━━━ Material provided

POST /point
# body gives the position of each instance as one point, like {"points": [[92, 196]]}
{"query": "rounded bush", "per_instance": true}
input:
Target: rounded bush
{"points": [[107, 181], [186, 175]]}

━━━━━━

— What is needed —
The required output is each line from the one with "# body gives" through the end of the material above, repeated exactly with both ends included.

— Response area —
# body gives the position of each instance as one point, like {"points": [[92, 196]]}
{"query": "rounded bush", "per_instance": true}
input:
Target: rounded bush
{"points": [[107, 181], [186, 175]]}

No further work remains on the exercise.